Short exercise: Reproduce every line of the items below, including each request, but shift every bounding-box coordinate in the answers by -11.

Supplied entries:
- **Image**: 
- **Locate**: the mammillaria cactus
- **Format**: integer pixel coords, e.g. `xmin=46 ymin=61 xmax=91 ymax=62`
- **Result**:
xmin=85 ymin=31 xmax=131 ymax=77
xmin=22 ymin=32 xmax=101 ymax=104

Correct response:
- **Image**: 
- **Locate**: the mammillaria cactus
- **Format**: integer pixel coords, e.g. `xmin=46 ymin=61 xmax=91 ymax=62`
- **Result**:
xmin=74 ymin=20 xmax=120 ymax=66
xmin=11 ymin=21 xmax=90 ymax=93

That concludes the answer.